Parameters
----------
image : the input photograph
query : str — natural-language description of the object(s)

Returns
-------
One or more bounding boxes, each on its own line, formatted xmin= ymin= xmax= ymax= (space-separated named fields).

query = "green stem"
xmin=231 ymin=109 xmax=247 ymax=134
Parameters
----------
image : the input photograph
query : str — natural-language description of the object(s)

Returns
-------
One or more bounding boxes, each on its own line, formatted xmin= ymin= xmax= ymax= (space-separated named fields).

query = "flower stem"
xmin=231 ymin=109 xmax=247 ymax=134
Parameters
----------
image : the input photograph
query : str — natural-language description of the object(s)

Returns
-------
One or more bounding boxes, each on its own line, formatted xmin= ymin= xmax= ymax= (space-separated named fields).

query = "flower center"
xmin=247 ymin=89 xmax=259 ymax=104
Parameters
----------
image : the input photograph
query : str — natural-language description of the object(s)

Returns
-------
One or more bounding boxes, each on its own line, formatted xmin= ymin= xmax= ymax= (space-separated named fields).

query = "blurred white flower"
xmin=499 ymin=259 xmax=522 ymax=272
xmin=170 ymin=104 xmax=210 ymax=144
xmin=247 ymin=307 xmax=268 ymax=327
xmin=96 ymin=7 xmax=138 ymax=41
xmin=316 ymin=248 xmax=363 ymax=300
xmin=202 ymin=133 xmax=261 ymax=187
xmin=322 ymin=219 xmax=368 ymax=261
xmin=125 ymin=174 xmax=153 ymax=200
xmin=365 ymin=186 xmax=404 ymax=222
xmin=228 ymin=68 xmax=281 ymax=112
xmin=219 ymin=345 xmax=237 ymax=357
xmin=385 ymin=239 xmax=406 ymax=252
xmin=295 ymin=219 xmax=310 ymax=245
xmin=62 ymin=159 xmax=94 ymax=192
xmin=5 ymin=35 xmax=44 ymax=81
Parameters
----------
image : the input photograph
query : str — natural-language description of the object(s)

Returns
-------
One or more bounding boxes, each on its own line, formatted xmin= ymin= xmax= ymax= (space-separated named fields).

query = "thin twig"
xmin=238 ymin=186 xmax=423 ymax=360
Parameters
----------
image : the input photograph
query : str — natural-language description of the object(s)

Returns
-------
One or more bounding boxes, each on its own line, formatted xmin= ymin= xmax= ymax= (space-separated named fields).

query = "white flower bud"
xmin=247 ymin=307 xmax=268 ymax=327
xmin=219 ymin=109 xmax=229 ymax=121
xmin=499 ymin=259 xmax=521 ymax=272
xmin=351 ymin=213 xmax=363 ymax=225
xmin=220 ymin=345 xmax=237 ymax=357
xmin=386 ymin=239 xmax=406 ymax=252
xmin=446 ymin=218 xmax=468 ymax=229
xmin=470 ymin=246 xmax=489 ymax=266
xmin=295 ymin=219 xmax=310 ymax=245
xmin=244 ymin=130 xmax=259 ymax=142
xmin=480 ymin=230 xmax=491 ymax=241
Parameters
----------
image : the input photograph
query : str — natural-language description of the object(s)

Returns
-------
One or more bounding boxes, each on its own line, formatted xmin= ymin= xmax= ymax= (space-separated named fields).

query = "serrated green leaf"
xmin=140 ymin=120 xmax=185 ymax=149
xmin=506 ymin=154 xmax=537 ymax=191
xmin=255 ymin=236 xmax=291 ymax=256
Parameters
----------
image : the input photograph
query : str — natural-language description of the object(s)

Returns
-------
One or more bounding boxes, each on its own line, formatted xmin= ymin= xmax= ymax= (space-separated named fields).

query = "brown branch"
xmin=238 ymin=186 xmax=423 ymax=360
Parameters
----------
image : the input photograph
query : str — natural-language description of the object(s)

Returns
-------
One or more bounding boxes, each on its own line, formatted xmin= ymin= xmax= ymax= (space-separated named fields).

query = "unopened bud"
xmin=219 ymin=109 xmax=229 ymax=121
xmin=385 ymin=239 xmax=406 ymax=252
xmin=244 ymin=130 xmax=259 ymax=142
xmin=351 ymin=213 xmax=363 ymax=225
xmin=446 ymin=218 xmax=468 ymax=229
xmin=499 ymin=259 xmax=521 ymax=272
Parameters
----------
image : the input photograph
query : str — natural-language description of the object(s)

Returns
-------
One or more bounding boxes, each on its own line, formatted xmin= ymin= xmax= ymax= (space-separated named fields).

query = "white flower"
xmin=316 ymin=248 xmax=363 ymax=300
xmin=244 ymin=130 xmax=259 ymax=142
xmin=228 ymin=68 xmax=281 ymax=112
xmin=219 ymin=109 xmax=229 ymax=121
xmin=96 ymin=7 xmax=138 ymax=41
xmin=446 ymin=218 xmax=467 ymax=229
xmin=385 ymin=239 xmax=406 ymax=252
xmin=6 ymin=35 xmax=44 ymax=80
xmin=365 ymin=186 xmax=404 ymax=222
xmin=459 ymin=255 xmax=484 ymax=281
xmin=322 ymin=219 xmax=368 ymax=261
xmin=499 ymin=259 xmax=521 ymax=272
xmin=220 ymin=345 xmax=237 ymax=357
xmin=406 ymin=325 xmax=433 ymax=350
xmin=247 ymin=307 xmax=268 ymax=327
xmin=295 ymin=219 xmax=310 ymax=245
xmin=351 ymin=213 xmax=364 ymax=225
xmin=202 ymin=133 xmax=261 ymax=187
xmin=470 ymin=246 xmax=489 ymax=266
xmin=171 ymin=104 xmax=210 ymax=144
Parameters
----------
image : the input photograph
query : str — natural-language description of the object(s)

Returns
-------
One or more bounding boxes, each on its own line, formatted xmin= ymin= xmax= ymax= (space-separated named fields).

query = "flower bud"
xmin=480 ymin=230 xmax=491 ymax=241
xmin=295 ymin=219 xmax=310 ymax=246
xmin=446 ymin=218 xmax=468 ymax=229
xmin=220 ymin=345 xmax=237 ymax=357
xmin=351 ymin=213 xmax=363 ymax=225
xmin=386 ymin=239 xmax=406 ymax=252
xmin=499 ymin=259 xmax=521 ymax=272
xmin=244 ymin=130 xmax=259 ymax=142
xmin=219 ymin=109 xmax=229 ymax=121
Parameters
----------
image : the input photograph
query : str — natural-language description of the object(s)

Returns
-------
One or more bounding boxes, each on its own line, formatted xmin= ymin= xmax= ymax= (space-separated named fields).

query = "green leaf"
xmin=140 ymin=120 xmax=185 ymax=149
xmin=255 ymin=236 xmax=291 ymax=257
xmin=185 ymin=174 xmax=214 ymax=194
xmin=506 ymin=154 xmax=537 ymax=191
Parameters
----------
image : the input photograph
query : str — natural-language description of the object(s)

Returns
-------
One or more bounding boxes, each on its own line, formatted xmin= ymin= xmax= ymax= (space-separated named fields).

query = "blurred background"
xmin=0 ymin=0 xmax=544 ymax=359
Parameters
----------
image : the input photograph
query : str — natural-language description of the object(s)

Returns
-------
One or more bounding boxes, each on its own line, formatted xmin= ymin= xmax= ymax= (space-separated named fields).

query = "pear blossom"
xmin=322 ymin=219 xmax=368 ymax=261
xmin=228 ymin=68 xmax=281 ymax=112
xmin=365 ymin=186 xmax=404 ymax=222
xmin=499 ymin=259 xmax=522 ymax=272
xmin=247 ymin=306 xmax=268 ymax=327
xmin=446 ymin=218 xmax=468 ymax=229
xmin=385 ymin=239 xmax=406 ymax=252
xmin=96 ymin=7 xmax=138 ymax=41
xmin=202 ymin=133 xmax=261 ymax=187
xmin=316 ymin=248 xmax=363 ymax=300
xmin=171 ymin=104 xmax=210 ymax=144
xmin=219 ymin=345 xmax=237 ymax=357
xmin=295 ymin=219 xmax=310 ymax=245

* * *

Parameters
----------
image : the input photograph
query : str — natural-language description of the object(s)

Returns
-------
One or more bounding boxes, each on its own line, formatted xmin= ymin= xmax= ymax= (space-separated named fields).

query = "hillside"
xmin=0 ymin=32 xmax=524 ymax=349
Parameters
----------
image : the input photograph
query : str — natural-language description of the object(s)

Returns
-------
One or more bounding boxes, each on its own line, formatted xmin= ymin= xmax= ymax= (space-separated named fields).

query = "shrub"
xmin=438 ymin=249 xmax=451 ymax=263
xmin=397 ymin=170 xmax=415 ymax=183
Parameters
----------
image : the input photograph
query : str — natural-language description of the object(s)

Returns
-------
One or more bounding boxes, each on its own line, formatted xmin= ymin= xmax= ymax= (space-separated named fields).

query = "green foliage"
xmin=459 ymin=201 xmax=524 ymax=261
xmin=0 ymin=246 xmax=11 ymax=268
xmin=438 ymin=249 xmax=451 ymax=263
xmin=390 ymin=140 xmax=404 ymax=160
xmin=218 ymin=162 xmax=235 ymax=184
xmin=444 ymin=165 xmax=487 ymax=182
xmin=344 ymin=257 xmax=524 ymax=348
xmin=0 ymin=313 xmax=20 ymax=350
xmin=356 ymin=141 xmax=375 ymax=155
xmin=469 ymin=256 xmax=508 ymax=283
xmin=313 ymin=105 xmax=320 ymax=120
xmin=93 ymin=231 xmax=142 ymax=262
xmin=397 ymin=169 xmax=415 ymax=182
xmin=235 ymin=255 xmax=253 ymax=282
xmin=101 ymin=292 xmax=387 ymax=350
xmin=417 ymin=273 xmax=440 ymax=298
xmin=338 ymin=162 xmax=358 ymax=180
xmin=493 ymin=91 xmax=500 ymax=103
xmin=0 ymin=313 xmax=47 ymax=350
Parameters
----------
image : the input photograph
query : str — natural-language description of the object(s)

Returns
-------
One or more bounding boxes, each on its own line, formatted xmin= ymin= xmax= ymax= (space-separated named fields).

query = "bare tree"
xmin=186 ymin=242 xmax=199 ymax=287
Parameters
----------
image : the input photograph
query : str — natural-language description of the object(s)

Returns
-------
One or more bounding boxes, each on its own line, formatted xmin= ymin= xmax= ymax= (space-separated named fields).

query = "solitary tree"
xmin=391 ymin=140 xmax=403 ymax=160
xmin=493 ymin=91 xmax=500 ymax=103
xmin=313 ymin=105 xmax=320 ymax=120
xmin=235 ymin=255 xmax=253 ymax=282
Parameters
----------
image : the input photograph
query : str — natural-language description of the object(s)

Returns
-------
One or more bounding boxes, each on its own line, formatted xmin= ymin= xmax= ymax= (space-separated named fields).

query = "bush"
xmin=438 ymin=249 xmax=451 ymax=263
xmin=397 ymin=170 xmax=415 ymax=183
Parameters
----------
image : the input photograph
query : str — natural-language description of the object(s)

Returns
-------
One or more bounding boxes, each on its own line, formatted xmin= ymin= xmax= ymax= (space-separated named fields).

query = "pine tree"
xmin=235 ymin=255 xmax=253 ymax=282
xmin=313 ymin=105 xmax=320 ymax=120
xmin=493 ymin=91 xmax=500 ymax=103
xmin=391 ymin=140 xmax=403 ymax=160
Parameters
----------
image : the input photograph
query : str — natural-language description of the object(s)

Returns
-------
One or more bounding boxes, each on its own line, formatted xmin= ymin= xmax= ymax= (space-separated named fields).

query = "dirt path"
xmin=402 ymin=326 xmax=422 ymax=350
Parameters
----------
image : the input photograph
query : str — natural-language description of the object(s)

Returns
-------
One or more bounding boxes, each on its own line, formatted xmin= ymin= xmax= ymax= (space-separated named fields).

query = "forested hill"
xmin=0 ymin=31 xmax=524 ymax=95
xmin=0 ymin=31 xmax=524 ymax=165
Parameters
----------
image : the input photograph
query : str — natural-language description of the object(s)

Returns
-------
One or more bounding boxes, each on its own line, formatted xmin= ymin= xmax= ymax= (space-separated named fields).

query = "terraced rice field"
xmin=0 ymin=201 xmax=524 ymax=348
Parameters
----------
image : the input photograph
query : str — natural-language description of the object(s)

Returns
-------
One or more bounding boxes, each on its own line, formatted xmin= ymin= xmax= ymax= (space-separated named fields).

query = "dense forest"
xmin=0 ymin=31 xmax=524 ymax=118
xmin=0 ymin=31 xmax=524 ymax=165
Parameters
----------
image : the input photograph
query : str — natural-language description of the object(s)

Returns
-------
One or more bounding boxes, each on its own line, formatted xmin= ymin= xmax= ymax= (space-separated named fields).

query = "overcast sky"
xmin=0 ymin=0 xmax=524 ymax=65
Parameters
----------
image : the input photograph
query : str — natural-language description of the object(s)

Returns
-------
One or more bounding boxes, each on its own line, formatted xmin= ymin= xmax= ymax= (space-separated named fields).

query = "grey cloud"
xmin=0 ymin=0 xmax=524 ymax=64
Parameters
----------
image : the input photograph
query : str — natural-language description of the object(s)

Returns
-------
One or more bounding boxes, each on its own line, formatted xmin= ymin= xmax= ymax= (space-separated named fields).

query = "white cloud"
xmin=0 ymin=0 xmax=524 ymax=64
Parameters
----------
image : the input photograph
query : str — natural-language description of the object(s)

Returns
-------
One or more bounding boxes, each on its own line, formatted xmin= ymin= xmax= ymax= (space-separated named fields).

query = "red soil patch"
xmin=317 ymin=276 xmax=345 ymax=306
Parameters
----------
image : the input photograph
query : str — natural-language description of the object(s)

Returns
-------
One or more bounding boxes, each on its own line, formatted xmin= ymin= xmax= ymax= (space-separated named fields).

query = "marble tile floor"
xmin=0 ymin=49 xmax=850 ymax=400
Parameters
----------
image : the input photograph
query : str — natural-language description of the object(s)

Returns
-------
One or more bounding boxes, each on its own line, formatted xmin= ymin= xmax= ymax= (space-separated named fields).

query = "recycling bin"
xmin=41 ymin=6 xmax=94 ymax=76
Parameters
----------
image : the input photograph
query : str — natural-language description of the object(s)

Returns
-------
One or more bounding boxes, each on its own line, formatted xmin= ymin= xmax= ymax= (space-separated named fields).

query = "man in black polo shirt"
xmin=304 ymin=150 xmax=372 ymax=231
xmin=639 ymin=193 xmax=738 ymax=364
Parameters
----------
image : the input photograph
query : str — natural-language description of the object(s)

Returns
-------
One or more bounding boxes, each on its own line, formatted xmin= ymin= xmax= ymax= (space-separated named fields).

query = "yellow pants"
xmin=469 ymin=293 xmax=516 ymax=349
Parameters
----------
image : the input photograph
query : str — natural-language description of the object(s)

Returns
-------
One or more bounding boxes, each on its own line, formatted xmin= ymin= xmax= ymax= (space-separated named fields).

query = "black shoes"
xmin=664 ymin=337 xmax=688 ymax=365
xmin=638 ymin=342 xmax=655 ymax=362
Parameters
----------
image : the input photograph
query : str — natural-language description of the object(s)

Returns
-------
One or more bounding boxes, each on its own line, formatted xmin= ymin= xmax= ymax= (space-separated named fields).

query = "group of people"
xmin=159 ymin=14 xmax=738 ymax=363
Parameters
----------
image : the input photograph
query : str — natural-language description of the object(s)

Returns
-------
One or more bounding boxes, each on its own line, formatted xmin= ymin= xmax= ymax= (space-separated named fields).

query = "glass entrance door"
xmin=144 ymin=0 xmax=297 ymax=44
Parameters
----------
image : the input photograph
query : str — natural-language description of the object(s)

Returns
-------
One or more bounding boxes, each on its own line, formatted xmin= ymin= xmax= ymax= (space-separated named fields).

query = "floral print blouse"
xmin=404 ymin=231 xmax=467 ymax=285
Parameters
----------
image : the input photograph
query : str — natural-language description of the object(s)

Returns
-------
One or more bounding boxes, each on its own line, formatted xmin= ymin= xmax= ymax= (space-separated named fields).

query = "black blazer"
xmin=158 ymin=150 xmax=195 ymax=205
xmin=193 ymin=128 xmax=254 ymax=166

--

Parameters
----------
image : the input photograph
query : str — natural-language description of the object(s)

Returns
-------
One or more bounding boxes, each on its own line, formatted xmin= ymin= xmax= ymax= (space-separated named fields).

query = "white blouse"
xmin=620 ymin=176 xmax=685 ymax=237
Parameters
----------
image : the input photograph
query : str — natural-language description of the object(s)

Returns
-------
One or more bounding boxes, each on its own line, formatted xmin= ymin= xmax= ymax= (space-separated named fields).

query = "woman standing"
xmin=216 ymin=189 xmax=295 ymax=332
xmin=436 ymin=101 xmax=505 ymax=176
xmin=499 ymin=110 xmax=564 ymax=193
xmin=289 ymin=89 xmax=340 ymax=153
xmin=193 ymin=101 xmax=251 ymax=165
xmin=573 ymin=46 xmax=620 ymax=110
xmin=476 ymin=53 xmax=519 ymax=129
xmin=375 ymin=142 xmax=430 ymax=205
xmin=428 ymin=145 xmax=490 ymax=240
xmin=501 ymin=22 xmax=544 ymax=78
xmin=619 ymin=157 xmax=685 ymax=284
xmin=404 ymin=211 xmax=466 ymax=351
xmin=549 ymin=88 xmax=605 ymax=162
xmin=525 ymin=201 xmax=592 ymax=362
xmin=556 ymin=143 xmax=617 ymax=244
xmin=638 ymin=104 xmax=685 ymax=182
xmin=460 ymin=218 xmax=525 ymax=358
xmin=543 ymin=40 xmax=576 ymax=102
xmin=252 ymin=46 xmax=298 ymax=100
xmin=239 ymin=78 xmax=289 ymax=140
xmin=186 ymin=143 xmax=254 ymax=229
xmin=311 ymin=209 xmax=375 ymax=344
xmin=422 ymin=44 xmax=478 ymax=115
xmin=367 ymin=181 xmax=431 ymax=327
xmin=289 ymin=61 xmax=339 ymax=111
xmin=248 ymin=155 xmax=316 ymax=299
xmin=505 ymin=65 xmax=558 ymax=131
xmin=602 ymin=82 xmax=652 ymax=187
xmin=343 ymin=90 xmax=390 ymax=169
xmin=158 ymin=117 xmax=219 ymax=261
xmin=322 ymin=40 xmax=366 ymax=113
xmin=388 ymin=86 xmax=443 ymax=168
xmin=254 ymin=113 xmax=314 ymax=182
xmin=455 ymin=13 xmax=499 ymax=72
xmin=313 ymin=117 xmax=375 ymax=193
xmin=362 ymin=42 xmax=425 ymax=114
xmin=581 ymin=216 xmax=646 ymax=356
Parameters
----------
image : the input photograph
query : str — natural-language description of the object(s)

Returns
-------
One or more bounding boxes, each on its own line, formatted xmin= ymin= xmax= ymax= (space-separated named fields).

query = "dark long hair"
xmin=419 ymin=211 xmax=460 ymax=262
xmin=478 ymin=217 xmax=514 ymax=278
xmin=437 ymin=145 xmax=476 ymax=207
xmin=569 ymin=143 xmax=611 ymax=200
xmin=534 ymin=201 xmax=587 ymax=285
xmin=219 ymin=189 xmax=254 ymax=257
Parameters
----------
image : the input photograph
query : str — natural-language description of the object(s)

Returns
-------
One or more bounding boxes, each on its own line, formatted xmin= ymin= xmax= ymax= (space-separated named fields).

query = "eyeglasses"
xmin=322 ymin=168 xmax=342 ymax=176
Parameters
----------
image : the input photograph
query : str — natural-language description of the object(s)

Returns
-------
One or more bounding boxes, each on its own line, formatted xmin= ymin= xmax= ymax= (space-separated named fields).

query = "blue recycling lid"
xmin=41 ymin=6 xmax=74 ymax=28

* What you will do
Please pull out every line in the entries above that contains the string "recycling". Case counts.

* The completed task
query = "recycling bin"
query = "blue recycling lid"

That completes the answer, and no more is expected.